Schriftliche Aufgabe A = Sammle bitte aus den Datensätzen jede Zeile, die die Zeichenfolge „pollen“ enthält.

Auszug =
>>>>

Ein Spaziergang durch die historische Tübinger-Kaffeehaus-Geschichte

Tübingen hat eine süße Vergangenheit: Anfang des 20. Jahrhunderts gab es in der Stadt zahlreiche Kaffeehäuser, darunter auch das Café Walz, welches als die Geburtsstätte der Schwarzwälder Kirschtorte gilt. Wandeln Sie mit uns auf den Spuren der Tübinger Kaffeehaus-Geschichten. In den heute noch bestehenden Gebäuden finden Sie während der Adventszeit Schautafeln zu den ehemaligen Kaffeehäusern.

Geführte Rundgänge können aufgrund der aktuellen Situation gerade leider nicht stattfinden. Mit Hilfe unserer Broschüre Auf den Spuren der Schwarzwälder Kirschtorte können Sie jedoch Tübingens Kaffeehausgeschichte auf eigene Faust erkundigen. Die Broschüre erhalten Sie während der chocoZEIT an der chocoINFO am Holzmarkt.

Die Kaffeehäuser

Konditorei / Café / Restaurant Pomona in der Neckargasse 18
Neckarfront
Foto: Gebr. Metz, Tübingen
ca. 1930er Jahre
aus Akte A 540/254
Stadtarchiv Tübingen, D 150/146-000 P

Neckargasse 22, heute Telekom-Shop

1902 – 1971
Das Pomona war in erster Linie eine vegetarische Speisewirtschaft
und deshalb nach der römischen Göttin des Obstes
benannt. Seit 1902 wurde außerdem auch Kaffee und Kuchen
angeboten. 1936 waren Juden im Pomona unerwünscht und
die Inhaber verschenkten Reisenecessaires mit der Aufschrift:
“Pomona-Café in Tübingen – judenfrei!“

Kronenstraße 19, heute ONLY

886 – 1951
Ernst und Rudolf Walz waren königliche Hofkonditoren. Königin
Charlotte von Württemberg kaufte hier Marzipan und Tübinger
Schlosstörtchen, die sie an befreundete europäische
Fürstenhäuser verschickte. In diesem besten Haus am Platze,
das schon 1931 über eine kleine Terrasse verfügte, kreierte der
Konditor Erwin Hildenbrand 1930 die erste Schwarzwälder
Kirschtorte der Welt.

<<<<

Bereitgestellte Daten =

>>>>

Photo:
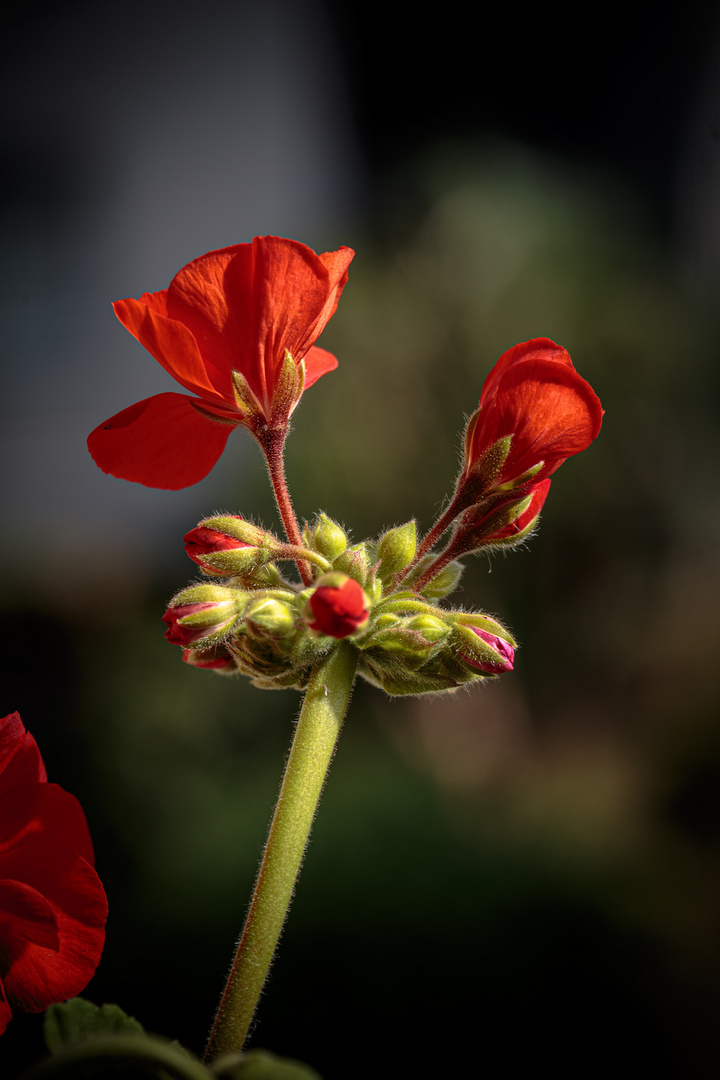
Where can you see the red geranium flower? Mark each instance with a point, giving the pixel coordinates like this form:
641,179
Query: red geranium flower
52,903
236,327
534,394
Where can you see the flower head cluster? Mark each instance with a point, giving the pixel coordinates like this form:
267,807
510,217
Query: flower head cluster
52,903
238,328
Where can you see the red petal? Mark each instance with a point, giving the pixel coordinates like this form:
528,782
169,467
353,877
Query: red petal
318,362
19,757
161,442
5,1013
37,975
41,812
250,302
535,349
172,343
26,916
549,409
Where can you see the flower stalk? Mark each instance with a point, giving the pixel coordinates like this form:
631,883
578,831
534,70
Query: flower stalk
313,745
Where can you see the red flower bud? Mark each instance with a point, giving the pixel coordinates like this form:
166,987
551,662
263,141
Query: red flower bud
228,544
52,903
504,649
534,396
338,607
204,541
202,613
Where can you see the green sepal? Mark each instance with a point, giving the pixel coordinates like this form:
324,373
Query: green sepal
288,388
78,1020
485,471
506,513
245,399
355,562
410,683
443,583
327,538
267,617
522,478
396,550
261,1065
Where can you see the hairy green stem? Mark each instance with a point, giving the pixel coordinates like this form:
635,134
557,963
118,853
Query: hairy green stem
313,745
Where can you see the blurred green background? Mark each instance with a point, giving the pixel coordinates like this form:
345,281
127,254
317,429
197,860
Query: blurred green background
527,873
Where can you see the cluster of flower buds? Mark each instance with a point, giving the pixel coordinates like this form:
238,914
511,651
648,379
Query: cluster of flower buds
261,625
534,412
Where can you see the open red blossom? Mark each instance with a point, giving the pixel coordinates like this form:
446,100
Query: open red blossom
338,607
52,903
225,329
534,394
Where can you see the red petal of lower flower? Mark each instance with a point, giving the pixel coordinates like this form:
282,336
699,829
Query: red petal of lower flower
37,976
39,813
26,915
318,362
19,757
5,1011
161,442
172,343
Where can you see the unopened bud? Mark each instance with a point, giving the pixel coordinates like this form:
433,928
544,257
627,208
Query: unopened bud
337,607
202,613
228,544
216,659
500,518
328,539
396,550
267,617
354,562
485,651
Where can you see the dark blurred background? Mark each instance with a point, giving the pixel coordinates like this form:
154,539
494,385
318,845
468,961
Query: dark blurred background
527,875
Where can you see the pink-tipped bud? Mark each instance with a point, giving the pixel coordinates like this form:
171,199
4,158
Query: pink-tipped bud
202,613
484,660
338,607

<<<<
>>>>

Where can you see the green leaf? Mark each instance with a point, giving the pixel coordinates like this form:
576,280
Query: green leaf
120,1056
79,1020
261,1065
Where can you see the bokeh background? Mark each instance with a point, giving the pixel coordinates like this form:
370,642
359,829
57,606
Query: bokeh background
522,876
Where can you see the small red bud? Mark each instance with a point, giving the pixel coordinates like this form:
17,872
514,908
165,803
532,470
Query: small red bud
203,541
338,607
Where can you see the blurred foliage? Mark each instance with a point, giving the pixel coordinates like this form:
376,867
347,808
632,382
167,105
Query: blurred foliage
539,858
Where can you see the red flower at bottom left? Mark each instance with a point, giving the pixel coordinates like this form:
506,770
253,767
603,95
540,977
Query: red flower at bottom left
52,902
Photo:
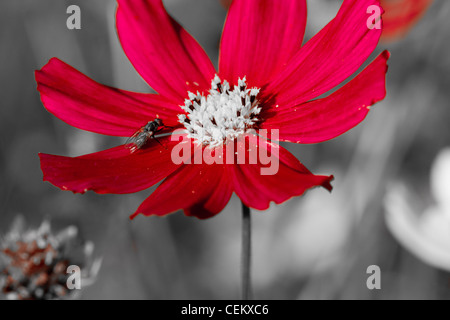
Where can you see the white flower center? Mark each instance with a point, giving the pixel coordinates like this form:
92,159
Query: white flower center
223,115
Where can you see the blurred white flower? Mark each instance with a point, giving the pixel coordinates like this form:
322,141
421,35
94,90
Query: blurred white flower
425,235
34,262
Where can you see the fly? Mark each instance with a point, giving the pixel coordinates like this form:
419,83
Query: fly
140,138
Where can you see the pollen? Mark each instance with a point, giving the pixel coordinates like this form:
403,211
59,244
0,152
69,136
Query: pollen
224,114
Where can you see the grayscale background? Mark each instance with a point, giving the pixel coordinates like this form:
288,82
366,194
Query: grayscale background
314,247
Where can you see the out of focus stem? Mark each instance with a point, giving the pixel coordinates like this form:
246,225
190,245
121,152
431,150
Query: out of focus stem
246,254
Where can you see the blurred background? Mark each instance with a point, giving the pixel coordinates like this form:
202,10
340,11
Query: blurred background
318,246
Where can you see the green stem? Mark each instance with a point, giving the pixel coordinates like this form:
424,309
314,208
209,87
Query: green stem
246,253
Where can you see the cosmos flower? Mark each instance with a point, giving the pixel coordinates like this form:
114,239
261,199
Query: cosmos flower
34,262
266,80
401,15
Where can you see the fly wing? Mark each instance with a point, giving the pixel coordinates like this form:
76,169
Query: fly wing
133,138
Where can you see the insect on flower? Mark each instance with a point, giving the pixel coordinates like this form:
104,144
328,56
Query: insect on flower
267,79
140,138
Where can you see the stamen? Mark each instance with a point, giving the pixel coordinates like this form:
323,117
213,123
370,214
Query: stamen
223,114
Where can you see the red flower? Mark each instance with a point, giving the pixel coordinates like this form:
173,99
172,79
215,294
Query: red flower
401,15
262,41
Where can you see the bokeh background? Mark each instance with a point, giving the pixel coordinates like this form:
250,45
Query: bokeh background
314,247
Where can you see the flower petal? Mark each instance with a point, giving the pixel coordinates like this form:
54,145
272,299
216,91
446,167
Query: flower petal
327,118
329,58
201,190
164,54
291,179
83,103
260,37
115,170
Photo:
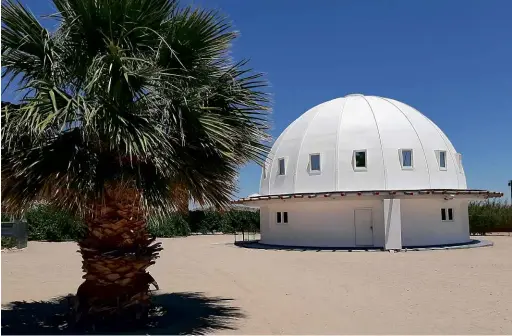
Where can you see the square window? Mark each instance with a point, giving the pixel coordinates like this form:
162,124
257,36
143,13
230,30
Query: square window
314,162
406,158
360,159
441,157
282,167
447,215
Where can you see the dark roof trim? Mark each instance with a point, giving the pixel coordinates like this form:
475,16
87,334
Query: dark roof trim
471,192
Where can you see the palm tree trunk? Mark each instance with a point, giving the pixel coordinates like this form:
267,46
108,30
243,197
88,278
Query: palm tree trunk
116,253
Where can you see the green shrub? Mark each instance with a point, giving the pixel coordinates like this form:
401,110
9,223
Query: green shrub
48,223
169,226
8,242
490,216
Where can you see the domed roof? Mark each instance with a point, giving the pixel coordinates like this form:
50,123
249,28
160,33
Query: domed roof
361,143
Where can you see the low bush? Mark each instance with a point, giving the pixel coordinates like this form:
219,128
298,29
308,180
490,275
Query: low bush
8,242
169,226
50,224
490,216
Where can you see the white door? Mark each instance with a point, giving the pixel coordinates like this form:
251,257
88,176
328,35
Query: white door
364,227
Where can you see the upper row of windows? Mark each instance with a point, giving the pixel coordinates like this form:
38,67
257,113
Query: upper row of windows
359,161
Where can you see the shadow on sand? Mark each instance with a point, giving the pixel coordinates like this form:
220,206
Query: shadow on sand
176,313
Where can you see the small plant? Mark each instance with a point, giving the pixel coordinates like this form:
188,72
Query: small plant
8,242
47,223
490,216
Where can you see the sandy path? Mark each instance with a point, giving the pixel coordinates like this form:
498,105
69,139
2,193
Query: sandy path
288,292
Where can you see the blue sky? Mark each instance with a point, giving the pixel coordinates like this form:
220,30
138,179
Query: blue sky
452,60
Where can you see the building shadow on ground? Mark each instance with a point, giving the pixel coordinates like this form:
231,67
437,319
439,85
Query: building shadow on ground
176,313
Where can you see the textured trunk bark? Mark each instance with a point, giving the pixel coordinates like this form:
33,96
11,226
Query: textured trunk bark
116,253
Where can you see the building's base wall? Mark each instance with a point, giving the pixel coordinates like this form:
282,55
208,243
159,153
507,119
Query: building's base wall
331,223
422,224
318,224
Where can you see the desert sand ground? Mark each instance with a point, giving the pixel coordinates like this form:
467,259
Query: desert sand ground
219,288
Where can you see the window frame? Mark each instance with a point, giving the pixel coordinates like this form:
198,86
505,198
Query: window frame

<<<<
>>>>

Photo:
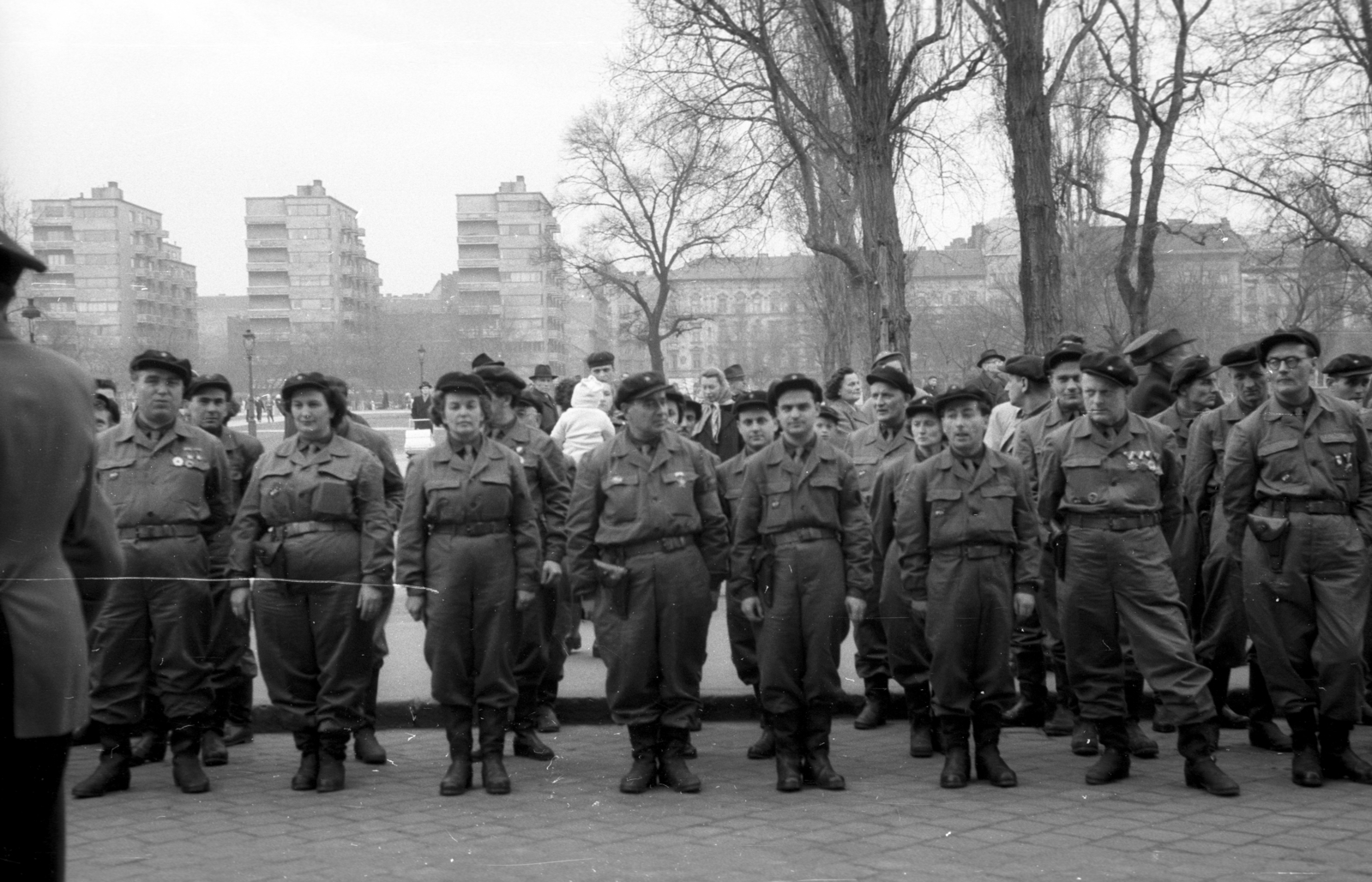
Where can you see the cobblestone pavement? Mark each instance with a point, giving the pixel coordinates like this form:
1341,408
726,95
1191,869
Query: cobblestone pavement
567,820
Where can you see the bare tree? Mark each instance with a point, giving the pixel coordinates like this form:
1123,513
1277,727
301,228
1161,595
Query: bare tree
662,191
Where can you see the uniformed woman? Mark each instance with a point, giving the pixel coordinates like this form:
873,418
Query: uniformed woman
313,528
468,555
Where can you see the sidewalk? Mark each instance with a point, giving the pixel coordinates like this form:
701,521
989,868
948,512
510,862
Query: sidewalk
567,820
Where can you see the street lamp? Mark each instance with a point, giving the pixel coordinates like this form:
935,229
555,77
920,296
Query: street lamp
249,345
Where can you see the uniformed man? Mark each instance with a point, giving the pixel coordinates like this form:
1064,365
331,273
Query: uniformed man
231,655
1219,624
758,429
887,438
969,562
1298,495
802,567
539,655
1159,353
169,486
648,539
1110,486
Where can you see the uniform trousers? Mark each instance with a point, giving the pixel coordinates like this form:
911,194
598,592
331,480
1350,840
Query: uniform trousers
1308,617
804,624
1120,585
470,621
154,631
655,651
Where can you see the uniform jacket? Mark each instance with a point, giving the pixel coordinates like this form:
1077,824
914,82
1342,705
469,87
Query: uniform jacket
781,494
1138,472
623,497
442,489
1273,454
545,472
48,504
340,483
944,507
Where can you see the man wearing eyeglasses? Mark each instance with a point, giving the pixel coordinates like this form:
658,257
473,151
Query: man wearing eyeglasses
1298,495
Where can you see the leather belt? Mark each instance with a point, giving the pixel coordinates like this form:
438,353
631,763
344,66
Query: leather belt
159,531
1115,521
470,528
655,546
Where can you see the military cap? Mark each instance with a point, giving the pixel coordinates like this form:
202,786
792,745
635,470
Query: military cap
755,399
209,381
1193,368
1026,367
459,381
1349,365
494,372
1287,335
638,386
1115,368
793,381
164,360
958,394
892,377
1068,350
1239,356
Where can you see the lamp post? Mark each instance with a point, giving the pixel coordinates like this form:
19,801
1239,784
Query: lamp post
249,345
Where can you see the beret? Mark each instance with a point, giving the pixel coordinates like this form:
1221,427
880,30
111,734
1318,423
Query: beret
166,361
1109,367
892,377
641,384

<<<<

Schriftliche Aufgabe B =
Prüfe anhand des Textes über die Tübinger Kaffeehäuser, ob die folgenden Aussagen zutreffen. Beantworte jede mit Ja oder Nein und zitiere die entscheidenden Worte des Textes wörtlich.
(i) Das Café Walz gilt als Geburtsstätte der Schwarzwälder Kirschtorte.
(ii) Geführte Rundgänge finden derzeit statt.
(iii) Das Pomona trägt den Namen der römischen Göttin des Obstes.

Endergebnis A =
Where can you see the pollen? Mark each instance with a point, giving the pixel coordinates like this form:
Query: pollen

Endergebnis B =
(i) Ja: „das Café Walz, welches als die Geburtsstätte der Schwarzwälder Kirschtorte gilt“
(ii) Nein: „Geführte Rundgänge können aufgrund der aktuellen Situation gerade leider nicht stattfinden.“
(iii) Ja: „nach der römischen Göttin des Obstes“